::: Kaynak Metin
Yani: Bu suretler, şarap içmeye yarayan bir kadeh gibidir. Sen şarap dururken kadehle çok sarhoş olma. Mana şarabı dururken suret kadehine aldanırsan bir nevi put yontucu ve puta tapıcı olursun. O halde bu suret kadehlerinde durmadan geç. Şarap kadeh içindedir ama şarap başka kadeh başka! Sen ağzını şarap sunandan yana aç. Önemli olan şaraba erişmen, yoksa kadehten bol ne var!



Şehzadeler Âşık Oluyor
:

Kaleye gelen üç şehzade orada güzellikte emsalsiz olan Çin padişahının kızına ait bir resim görünce akılları başlarından gitti ve acınacak bir hale düştüler. Bir yandan düştükleri halden dolayı hayıflanıyor ve:

- Yazıklar olsun bize, bizim şimdi gördüğümüzü padişah önceden görmüş ve bizi uyarmıştı. O nasihatı niçin tutmadık, diyorlardı. Peygamberlerle ümmetin hali de böyledir. Din rehberleri akıbetimizi bilip başımıza gelecekleri önceden haber verirler. Ama bu nasihat ancak pek az kulağa girer.

Beride yanık şehzadeler resmin kime ait olduğunu araştırmaya başladılar. Nihayet bir pir onlara şu bilgiyi verdi:

- Gördüğünüz resim Çin kralının kızına aittir. Babası onu kimsenin göremeyeceği bir sarayda gizlemiştir; öyle ki onun damına ne bir kuş konabilir, ne de kimse adını anabilir. Böyle bir sevdaya düşenin vay haline! Hiçbir insan o sevgiliye kendi gücü ve tedbiriyle ulaşamaz, ancak ölü gibi takdire teslim olursa o başka!
::::::
::: Sağlanan Veriler
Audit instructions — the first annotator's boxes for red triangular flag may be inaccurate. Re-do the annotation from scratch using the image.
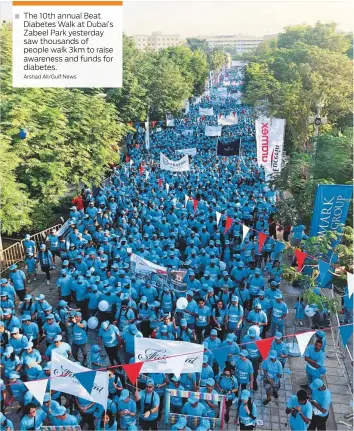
[122,362,144,385]
[295,248,307,272]
[258,232,267,252]
[256,337,273,360]
[224,217,234,233]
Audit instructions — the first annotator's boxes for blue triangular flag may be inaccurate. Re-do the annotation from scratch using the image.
[339,323,353,347]
[213,346,232,370]
[74,371,96,394]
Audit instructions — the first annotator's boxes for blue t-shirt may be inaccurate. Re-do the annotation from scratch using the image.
[139,389,160,422]
[286,395,312,431]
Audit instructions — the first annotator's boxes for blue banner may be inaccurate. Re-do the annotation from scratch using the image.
[310,184,353,241]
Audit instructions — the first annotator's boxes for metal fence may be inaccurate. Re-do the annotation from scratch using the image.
[322,288,353,394]
[0,223,63,274]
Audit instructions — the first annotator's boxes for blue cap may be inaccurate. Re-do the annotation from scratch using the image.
[119,389,129,401]
[241,389,251,401]
[205,377,215,386]
[269,350,277,359]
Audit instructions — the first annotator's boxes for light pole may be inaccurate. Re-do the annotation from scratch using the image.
[308,101,327,166]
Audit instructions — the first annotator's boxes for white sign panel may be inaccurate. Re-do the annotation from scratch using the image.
[50,350,108,409]
[205,126,222,136]
[134,337,204,374]
[160,153,189,172]
[218,112,238,126]
[130,253,167,275]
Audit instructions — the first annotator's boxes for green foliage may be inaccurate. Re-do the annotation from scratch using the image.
[0,26,127,233]
[187,37,209,52]
[244,23,353,149]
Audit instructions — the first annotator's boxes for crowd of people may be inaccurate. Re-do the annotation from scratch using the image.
[0,68,331,431]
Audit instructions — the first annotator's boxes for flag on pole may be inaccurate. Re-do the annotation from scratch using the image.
[294,248,307,272]
[242,224,250,240]
[23,379,48,405]
[122,362,144,385]
[295,331,316,356]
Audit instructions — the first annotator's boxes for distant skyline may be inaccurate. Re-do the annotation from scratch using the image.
[0,0,354,37]
[123,0,354,37]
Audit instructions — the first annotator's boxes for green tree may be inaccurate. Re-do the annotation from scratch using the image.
[187,37,209,52]
[0,26,127,233]
[244,24,353,150]
[0,134,32,235]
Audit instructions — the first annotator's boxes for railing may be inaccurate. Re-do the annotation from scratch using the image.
[0,223,65,274]
[322,288,353,394]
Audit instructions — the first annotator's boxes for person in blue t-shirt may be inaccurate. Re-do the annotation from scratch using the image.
[285,389,313,431]
[308,379,332,430]
[237,389,257,430]
[135,378,160,430]
[9,264,26,301]
[20,403,47,431]
[71,311,88,366]
[118,389,136,430]
[98,320,120,365]
[262,350,283,406]
[182,394,206,416]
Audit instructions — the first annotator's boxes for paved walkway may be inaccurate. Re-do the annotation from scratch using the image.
[7,264,353,431]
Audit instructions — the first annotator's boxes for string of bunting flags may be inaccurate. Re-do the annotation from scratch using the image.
[6,323,354,408]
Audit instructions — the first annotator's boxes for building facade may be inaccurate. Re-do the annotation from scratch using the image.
[199,34,264,54]
[132,31,185,51]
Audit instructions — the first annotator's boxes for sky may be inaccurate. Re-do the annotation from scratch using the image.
[0,0,354,37]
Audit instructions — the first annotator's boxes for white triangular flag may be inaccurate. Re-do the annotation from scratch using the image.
[295,331,316,356]
[347,272,354,298]
[242,224,250,240]
[166,356,186,379]
[23,379,48,405]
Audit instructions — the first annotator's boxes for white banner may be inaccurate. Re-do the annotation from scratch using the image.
[160,153,189,172]
[145,118,150,150]
[218,112,238,126]
[50,350,108,410]
[199,107,214,116]
[130,255,167,275]
[255,118,285,179]
[205,126,222,136]
[166,114,175,127]
[182,129,193,136]
[269,118,285,175]
[134,337,204,374]
[193,96,202,106]
[184,99,190,114]
[176,148,197,156]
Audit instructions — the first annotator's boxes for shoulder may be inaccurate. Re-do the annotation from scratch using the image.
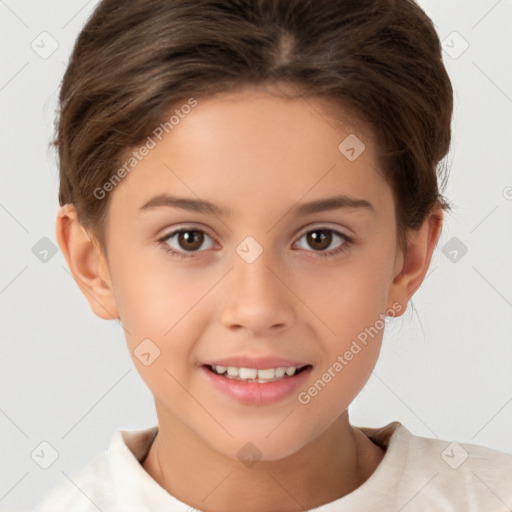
[33,427,160,512]
[372,422,512,512]
[33,451,115,512]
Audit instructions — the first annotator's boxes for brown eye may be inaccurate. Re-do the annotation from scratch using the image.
[159,228,214,257]
[297,228,352,256]
[307,229,332,251]
[178,229,204,251]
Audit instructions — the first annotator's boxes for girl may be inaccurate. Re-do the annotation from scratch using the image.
[37,0,512,512]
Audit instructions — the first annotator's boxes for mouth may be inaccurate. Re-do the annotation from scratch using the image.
[201,361,313,406]
[204,364,312,384]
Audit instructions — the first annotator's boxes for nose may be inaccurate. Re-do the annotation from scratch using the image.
[221,251,297,336]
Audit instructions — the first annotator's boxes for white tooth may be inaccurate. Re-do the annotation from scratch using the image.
[258,368,275,379]
[239,368,258,379]
[227,366,238,377]
[276,368,286,377]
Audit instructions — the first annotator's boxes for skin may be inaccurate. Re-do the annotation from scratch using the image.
[56,87,442,512]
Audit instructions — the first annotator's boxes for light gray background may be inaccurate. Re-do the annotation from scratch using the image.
[0,0,512,512]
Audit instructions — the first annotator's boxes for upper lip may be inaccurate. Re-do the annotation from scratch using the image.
[203,356,309,370]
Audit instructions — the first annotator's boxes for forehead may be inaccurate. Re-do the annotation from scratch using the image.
[107,87,386,220]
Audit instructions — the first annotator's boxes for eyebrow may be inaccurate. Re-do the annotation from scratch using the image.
[139,194,376,217]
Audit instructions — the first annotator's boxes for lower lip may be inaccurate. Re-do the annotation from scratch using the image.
[201,366,312,405]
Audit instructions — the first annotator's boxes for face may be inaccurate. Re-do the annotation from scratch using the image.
[101,84,401,460]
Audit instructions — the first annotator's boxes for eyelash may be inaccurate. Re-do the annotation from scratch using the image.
[158,227,353,259]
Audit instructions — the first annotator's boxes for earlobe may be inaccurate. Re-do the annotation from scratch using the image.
[388,209,443,316]
[56,204,119,320]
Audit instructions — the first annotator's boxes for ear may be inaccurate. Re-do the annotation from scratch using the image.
[56,204,119,320]
[388,208,443,316]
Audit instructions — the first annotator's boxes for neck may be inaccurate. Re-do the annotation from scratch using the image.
[143,411,384,512]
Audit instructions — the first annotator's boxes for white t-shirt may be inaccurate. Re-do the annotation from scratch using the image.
[34,421,512,512]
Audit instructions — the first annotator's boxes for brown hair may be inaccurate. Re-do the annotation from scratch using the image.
[53,0,453,255]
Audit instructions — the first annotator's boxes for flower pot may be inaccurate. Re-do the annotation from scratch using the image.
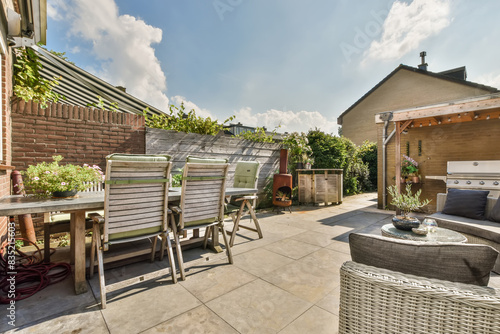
::::::
--- Yapılacak Görevler ---
a: Kaynak metinde "Beride yanık şehzadeler" ifadesinden "olursa o başka!" ifadesine kadar uzanan kısmı birebir aktarın.
b: Aşağıdaki soruları kaynak metne dayanarak yanıtlayın ve cevapları aynı işaretlerle sıralayın.
(i) Şarap dururken neyle çok sarhoş olunmaması söyleniyor?
(ii) Şehzadelerin kalede gördüğü resim kime aittir?
(iii) Çin kralı kızını nerede gizlemiştir?

--- Görev Çözümleri ---
a:
Beride yanık şehzadeler resmin kime ait olduğunu araştırmaya başladılar. Nihayet bir pir onlara şu bilgiyi verdi:

- Gördüğünüz resim Çin kralının kızına aittir. Babası onu kimsenin göremeyeceği bir sarayda gizlemiştir; öyle ki onun damına ne bir kuş konabilir, ne de kimse adını anabilir. Böyle bir sevdaya düşenin vay haline! Hiçbir insan o sevgiliye kendi gücü ve tedbiriyle ulaşamaz, ancak ölü gibi takdire teslim olursa o başka!

b:
(i) Kadehle.
(ii) Çin padişahının kızına.
(iii) Kimsenin göremeyeceği bir sarayda.